Continue the news report on Turkey's prime minister and his critics from where it stops.

** Begin QUOTED TEXT **

What Turks have mostly seen in their prime minister
recently is a fretful and ill-tempered man, lashing
out virtually at anybody who criticizes government
policies.
The media became his punching bag when they
denounced the beating of women at a demonstration in
Istanbul last month, only to be accused of "tipping
off" the European Union to rights violations in
Turkey.
The country's most influential business group was
told "to mind its own business" when it joined the
critics.
Next in line was a humorous magazine Erdogan took to
court after it made fun of him for suing a political
cartoonist who had depicted him as a cat entangled
in a ball of yarn.
Erdogan's reactions prompted questions over the
sincerity of his stated desire to improve rights and
freedoms in Turkey as a man who has often cited
himself as a victim of undemocratic restrictions.
Erdogan served a four-month jail sentence for
sedition in the 1990s for publicly reciting a poem
with Islamist messages.
Critics say the government has lost its reform drive
since it was given the green light for membership
talks with the EU in December after a series of
far-reaching democratic reforms that won
international praise.
Ankara, for instance, has yet to name a chief
negotiatior to the talks scheduled to start on
October 3, or to put into force an EU-sought penal
code reform.
Sceptics argue that Erdogan's Justice and
Development Party (AKP), a conservative movement
with Islamist roots, is not even truly committed to
the EU goal and has been compelled to back it
because of the overwhelming popular support it
enjoys.

** End QUOTED TEXT **
** Begin SUPPLIED MATERIAL **

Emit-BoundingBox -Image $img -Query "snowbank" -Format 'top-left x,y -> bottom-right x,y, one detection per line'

** End SUPPLIED MATERIAL **

◆ **RESPONSE TO THE EXERCISE**
"The EU is not a path they believe in," Suleyman
Saribas, a member of parliament who recently
resigned from the governing party, told AFP.
"Democracy is the regime of tolerance and they do
not have it."
Saribas is one of 13 lawmakers, including a
government minister, to have quit the AKP since
February, accusing the party leadership of nepotism,
corruption and lack of respect for dissenting views
in its ranks.
The defectors are mostly center-right politicians
who were lured to the AKP ahead of the November 2002
elections as part of Erdogan's efforts to prove that
he has cut his links with his Islamist past.
The prime minister has said he is unmoved by the
defectors, calling them "the rotten apples in the
bag," and has rejected criticism of the government
as political envy.
The AKP still enjoys robust support among the
electorate, according to opinion polls, and Erdogan
has justified his policies with remarkable
improvements in the economy following two severe
financial crises in 1999 and
Even though the AKP retains a strong majority in
parliament, analysts are questioning whether the
resignations have eroded the party's claim to be a
mainstream center-right force.
"In a 550-member parliament, 357 seats is still are
large number, but it is obvious that the possibility
of internal bleeding has emerged," columnist Cengiz
Candar wrote in the daily Tercuman.
If the party continues to lose deputies, he said,
the government may be forced to call early elections
next year.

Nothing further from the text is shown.